__ERFORDERLICHE SCHRITTE__.
(1) Stimmen die folgenden Aussagen mit dem Textauszug über die AG Zukunft im Dorf überein? Antworte jeweils mit Ja oder Nein und zitiere die entscheidenden Worte wörtlich: (a) Astrid Schlosser gehört der AG seit ihrer Gründung an. (b) Der Ort hat rund 1.900 Einwohner*innen. (c) Astrid Schlosser leitet den Chor.
(2) Gib aus dem Textauszug über die AG Zukunft im Dorf den Abschnitt wortgetreu wieder, der mit den Worten „Die bürgerschaftliche Initiative“ beginnt und mit „Einwohner*innen zählenden Ortes.“ endet.

__AUSGEWÄHLTER TEXTAUSZUG__.
+++
Die bürgerschaftliche Initiative in der Gemeinde im Landkreis Südliche Weinstraße ist eine Anlaufstelle für Anregungen und Wünsche aller Generationen des rund 900 Einwohner*innen zählenden Ortes.

„Wir wollen, dass das Dorf attraktiv bleibt und dass für alle etwas dabei ist“, beschreibt Astrid Schlosser die Motivation und Tätigkeit der seit zwölf Jahren existierenden Arbeitsgemeinschaft (AG) Zukunft im Dorf, bei der sie von Beginn an Mitglied ist und das Protokoll führt. Die 59-jährige Hausfrau ist in dem kleinen Ort nicht unbekannt, da sie als freiberufliche Musikerin nicht nur die musikalische Früherziehung im Kindergarten verantwortet, sondern auch den Chor leitet und Organistin in der Pfarrgemeinde ist. Das heißt sie ist sowohl für junge Familien, die Frauengemeinschaft, aber auch die Älteren oftmals eine der ersten Ansprechpartnerinnen für dies und das und somit auch ein ideales Bindeglied zwischen den Einwohner*innen, der AG, – die ihren Angaben zufolge „das wachsame Auge im Dorf ist“ – und der Gemeinde. Lesen Sie im Interview, wie die AG organisiert ist, und welche Aufgaben diese in dem kleinen Ort in der Pfalz übernimmt.
+++
__BEREITGESTELLTES MATERIAL__.
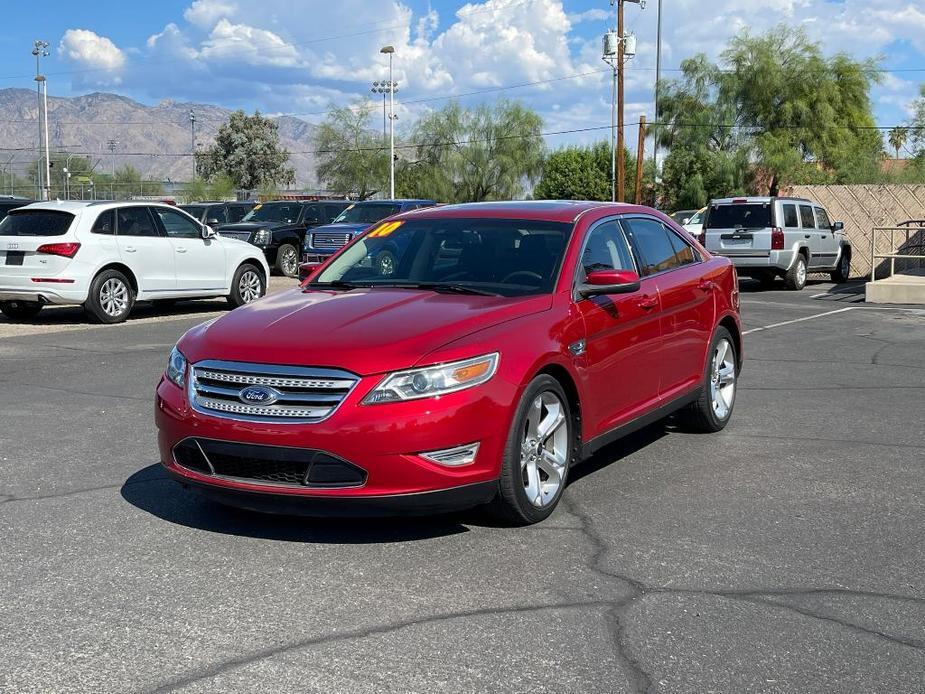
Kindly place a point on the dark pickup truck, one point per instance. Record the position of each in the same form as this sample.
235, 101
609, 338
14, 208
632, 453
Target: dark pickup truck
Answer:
279, 228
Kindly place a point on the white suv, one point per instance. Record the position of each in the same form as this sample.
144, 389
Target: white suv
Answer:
107, 255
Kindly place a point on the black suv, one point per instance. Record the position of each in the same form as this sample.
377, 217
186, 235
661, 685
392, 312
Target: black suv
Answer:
8, 202
279, 228
215, 213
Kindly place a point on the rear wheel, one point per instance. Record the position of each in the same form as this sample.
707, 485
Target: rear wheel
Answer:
287, 260
111, 297
20, 310
247, 286
843, 271
540, 448
795, 278
712, 410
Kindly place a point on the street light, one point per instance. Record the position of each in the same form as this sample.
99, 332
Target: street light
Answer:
40, 50
390, 50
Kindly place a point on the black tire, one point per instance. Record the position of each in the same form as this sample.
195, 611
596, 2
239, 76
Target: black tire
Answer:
245, 277
843, 271
701, 416
385, 263
20, 310
512, 504
287, 260
795, 279
111, 297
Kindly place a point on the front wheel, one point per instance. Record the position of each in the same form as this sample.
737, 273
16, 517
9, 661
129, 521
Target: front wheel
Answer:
111, 297
712, 410
540, 448
842, 272
287, 260
20, 310
247, 286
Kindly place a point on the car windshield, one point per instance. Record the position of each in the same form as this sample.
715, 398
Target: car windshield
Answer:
367, 213
740, 216
503, 257
35, 223
285, 212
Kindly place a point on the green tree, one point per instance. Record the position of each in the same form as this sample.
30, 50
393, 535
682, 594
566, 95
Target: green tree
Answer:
247, 151
352, 159
898, 137
777, 102
489, 152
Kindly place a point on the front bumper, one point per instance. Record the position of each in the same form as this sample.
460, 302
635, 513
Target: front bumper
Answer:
384, 441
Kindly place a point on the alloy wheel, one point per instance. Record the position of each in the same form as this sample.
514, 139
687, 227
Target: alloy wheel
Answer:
723, 379
249, 286
114, 297
544, 450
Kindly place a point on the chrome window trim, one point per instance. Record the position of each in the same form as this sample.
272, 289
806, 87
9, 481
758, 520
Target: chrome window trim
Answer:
322, 373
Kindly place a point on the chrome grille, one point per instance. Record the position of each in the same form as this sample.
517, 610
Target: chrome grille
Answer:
239, 235
300, 395
330, 239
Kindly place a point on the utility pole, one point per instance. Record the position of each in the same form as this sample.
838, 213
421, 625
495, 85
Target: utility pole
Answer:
640, 158
112, 144
40, 50
390, 51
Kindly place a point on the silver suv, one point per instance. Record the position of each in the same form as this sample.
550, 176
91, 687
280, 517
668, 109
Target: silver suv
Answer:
768, 238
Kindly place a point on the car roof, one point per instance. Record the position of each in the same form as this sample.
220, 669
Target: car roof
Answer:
545, 210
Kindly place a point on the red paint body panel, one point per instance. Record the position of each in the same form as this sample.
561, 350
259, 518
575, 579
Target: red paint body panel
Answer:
639, 351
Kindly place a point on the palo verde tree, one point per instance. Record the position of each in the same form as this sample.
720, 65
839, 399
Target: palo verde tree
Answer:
774, 109
247, 151
352, 159
489, 152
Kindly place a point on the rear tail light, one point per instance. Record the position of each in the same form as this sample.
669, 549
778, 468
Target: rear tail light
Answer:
65, 250
777, 239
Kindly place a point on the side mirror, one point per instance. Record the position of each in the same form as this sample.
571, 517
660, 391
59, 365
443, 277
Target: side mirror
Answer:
609, 282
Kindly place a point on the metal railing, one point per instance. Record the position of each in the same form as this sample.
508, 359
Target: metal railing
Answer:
914, 231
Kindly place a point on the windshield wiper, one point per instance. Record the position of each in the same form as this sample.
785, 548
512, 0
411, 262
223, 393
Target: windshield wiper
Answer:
446, 288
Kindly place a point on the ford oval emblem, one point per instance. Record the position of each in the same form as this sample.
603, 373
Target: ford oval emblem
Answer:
258, 395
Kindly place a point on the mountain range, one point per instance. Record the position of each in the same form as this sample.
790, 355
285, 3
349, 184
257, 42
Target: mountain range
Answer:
148, 137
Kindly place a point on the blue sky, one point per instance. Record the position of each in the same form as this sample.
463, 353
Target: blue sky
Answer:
300, 56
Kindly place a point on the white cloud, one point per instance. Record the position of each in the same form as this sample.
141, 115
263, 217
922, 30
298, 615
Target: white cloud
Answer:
205, 13
91, 50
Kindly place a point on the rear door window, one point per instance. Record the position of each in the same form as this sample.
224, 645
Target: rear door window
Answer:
105, 223
36, 223
806, 217
135, 221
822, 219
652, 245
740, 216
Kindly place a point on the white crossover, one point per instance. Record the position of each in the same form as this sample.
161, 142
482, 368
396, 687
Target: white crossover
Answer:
107, 255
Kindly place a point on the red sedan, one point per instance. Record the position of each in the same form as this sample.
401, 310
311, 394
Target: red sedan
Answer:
507, 342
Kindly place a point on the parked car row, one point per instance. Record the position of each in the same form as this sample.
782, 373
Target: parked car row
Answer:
105, 256
503, 343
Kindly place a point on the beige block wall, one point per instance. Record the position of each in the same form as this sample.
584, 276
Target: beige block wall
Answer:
863, 207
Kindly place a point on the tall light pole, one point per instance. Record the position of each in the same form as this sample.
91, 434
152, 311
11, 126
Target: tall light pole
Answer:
40, 50
390, 51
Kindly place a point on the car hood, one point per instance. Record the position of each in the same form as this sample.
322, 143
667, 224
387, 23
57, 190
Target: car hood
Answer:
342, 227
366, 331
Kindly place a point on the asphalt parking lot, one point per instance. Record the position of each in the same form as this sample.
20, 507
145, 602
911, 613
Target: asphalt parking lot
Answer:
786, 554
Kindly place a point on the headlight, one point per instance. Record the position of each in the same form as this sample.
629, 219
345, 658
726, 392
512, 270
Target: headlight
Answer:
176, 367
433, 380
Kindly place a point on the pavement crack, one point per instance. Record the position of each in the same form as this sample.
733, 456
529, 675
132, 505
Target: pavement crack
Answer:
225, 666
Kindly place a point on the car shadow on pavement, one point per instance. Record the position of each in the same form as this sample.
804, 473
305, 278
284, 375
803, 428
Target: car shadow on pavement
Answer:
151, 490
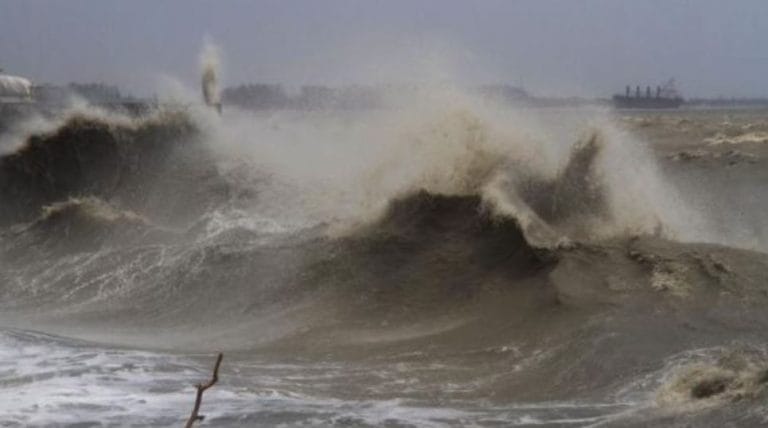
+++
__LÖSUNGEN DER AUFGABEN__.
(1)
(a) Ja: „bei der sie von Beginn an Mitglied ist“
(b) Nein: „des rund 900 Einwohner*innen zählenden Ortes“
(c) Ja: „sondern auch den Chor leitet“

(2)
Die bürgerschaftliche Initiative in der Gemeinde im Landkreis Südliche Weinstraße ist eine Anlaufstelle für Anregungen und Wünsche aller Generationen des rund 900 Einwohner*innen zählenden Ortes.